▸ **The task**
Please reproduce all of the data exactly as it appears, but skip the pictures.

Records provided START

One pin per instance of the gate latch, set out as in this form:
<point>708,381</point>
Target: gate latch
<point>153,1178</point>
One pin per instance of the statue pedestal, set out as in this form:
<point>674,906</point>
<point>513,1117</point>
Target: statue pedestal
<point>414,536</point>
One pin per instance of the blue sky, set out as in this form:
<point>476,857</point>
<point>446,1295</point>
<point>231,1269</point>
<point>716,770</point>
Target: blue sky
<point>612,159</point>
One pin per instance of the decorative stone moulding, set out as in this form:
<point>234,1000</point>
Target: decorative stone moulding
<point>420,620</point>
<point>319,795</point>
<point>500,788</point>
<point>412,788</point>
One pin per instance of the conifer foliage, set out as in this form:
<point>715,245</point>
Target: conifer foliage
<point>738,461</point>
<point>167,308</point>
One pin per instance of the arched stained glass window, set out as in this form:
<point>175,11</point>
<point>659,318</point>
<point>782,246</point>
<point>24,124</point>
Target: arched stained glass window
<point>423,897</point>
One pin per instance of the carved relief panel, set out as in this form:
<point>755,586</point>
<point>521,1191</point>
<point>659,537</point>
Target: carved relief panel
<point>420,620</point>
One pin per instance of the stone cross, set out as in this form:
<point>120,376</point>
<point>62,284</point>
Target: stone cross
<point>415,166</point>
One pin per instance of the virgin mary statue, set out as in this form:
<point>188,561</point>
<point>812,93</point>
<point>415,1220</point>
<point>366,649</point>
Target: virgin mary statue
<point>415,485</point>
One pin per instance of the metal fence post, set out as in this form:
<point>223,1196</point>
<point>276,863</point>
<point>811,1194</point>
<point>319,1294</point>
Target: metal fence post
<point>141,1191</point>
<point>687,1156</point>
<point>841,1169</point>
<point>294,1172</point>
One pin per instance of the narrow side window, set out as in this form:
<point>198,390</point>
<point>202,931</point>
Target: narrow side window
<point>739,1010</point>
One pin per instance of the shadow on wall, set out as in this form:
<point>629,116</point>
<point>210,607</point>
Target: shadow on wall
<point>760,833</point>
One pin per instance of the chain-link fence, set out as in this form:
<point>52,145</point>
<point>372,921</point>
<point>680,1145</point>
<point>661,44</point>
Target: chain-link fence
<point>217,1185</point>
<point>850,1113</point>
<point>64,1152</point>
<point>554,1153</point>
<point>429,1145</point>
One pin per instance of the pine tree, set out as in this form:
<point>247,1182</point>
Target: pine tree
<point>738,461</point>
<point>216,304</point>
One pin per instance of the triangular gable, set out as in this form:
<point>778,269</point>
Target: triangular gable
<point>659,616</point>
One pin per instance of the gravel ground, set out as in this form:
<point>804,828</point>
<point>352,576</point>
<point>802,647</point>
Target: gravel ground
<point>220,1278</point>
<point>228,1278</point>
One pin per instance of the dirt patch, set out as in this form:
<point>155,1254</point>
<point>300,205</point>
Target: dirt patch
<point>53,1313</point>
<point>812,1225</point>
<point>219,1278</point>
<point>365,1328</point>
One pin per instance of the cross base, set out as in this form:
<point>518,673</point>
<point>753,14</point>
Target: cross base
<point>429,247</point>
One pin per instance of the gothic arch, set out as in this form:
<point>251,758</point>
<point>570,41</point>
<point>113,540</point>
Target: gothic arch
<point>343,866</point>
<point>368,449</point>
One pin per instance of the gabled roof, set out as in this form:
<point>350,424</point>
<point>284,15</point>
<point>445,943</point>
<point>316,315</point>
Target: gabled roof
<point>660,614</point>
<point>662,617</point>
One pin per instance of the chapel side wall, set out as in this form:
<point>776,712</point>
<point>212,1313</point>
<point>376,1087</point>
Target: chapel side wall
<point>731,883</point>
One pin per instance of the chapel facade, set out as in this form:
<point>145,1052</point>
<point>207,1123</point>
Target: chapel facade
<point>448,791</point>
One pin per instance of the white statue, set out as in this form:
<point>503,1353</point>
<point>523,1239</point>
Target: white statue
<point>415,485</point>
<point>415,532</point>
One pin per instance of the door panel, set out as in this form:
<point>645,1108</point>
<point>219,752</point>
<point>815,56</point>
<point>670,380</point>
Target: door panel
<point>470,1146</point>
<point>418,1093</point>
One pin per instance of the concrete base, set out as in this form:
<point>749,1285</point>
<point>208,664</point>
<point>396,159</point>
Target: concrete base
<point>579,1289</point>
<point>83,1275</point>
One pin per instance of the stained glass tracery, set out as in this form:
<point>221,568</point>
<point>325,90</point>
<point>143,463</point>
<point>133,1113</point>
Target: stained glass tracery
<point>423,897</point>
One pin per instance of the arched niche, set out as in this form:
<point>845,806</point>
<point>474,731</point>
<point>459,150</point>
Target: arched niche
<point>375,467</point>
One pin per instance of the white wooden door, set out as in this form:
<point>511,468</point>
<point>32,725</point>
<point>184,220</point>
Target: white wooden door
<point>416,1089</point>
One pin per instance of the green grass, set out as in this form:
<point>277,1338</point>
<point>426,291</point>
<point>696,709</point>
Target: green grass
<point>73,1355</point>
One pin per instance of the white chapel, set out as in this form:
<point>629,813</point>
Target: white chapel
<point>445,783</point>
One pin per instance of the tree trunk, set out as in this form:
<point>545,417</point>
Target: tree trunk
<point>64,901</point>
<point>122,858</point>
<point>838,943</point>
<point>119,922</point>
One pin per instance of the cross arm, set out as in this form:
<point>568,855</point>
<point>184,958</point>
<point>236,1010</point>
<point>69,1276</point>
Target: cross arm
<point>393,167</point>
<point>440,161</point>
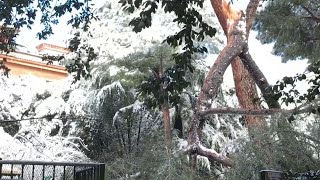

Records provided END

▸ **Response to the task**
One pin per instance of the gate latch, set out as in this form:
<point>708,381</point>
Target: gate latch
<point>153,1178</point>
One pin per instance of the statue pedestal, set out as in this form:
<point>674,906</point>
<point>513,1117</point>
Target: statue pedestal
<point>414,536</point>
One pin per instance of the blue sky, set out as in this form:
<point>476,857</point>
<point>446,1295</point>
<point>231,1269</point>
<point>716,770</point>
Target: blue sky
<point>612,159</point>
One pin per instance of the decorative stone moulding, set out as in this form:
<point>234,1000</point>
Target: decorative stone moulding
<point>420,620</point>
<point>319,795</point>
<point>500,788</point>
<point>412,788</point>
One pin per instance of the conifer foliage, set out as in this form:
<point>715,245</point>
Target: conifer foliage
<point>738,461</point>
<point>167,308</point>
One pin per instance of the arched stained glass window, set out as in this form:
<point>175,11</point>
<point>659,318</point>
<point>782,246</point>
<point>24,124</point>
Target: arched stained glass window
<point>423,897</point>
One pin per instance of the carved relief panel, set out as in this form:
<point>755,586</point>
<point>521,1191</point>
<point>659,537</point>
Target: carved relief panel
<point>420,620</point>
One pin per instance of the stone cross, set out as in this form:
<point>120,376</point>
<point>62,284</point>
Target: stone cross
<point>415,166</point>
One pin per instance of the virgin mary statue, set out as in this form:
<point>188,561</point>
<point>812,93</point>
<point>415,1220</point>
<point>366,649</point>
Target: virgin mary statue
<point>415,485</point>
One pin per instance of the metal fence post, set out as in this form:
<point>223,1196</point>
<point>276,863</point>
<point>811,1194</point>
<point>319,1294</point>
Target: metal fence post
<point>141,1191</point>
<point>687,1156</point>
<point>841,1169</point>
<point>294,1172</point>
One pin per instance of the narrow side window, set out as in this form:
<point>198,390</point>
<point>202,931</point>
Target: narrow side window
<point>739,1010</point>
One pin per instance of the shadow on wall, set out as in this form:
<point>629,116</point>
<point>210,607</point>
Target: shadow on wall
<point>760,833</point>
One pin per instance of the chain-link fence, set out as in this form:
<point>52,145</point>
<point>372,921</point>
<point>680,1145</point>
<point>661,44</point>
Target: chain-link fence
<point>217,1185</point>
<point>850,1113</point>
<point>64,1152</point>
<point>554,1153</point>
<point>429,1145</point>
One pin per instance of the pine tree, set out as in this form:
<point>247,1182</point>
Target: pine tree
<point>738,461</point>
<point>216,304</point>
One pin per instance of the triangular gable, set out as in this form:
<point>778,269</point>
Target: triangular gable
<point>659,616</point>
One pin per instance of the gravel ground, set out as in this form:
<point>804,828</point>
<point>352,576</point>
<point>802,647</point>
Target: gravel ground
<point>220,1278</point>
<point>228,1278</point>
One pin per instance of the dirt patch, set out as in this form:
<point>155,1254</point>
<point>300,205</point>
Target: dirt patch
<point>53,1313</point>
<point>812,1225</point>
<point>219,1278</point>
<point>365,1328</point>
One pin per instance of the cross base, set out as in this form:
<point>518,673</point>
<point>753,14</point>
Target: cross base
<point>429,247</point>
One pin per instance of the gothic arch, set out as in this form:
<point>251,758</point>
<point>570,41</point>
<point>113,540</point>
Target: gothic arch
<point>343,866</point>
<point>368,449</point>
One pin per instance of the gabled roof, set out as in this form:
<point>350,424</point>
<point>284,15</point>
<point>445,943</point>
<point>316,315</point>
Target: gabled roof
<point>660,614</point>
<point>662,617</point>
One pin per instance of the chapel side wall, set out as in this form:
<point>776,712</point>
<point>212,1313</point>
<point>376,1087</point>
Target: chapel side wall
<point>731,883</point>
One pin per instance of the chapel facade, set out as in this form:
<point>145,1052</point>
<point>207,1123</point>
Target: chapel facade
<point>448,791</point>
One pin per instance of the white statue, set out as in this form:
<point>503,1353</point>
<point>523,1239</point>
Target: white statue
<point>415,485</point>
<point>415,532</point>
One pin per instance of the door panel, set out as in this form:
<point>645,1108</point>
<point>219,752</point>
<point>815,56</point>
<point>670,380</point>
Target: door panel
<point>470,1146</point>
<point>418,1093</point>
One pin per instance of the concrete base, set out as in this form:
<point>749,1285</point>
<point>208,664</point>
<point>396,159</point>
Target: concrete base
<point>579,1289</point>
<point>83,1275</point>
One pin per instance of the stained glass tracery, set out as in this form:
<point>221,568</point>
<point>325,90</point>
<point>143,463</point>
<point>133,1113</point>
Target: stained glass tracery
<point>423,897</point>
One pin per instance of the arched niche, set out as in this form:
<point>845,806</point>
<point>474,731</point>
<point>459,150</point>
Target: arched niche
<point>375,467</point>
One pin per instance of the white wooden door, set out as in this form:
<point>511,468</point>
<point>32,725</point>
<point>184,220</point>
Target: white wooden door
<point>416,1089</point>
One pin per instance of the green grass, set out as in this form:
<point>277,1338</point>
<point>426,291</point>
<point>696,709</point>
Target: green grass
<point>73,1355</point>
One pin per instance of the white chapel, set out as in this form:
<point>629,813</point>
Target: white chapel
<point>445,783</point>
One pin per instance of the tree trunk, set out as in this form:
<point>545,417</point>
Target: tree trunk
<point>64,901</point>
<point>122,858</point>
<point>838,943</point>
<point>119,922</point>
One pin per instance of the cross arm, set out as in this form:
<point>568,855</point>
<point>184,958</point>
<point>236,1010</point>
<point>69,1276</point>
Target: cross arm
<point>393,167</point>
<point>440,161</point>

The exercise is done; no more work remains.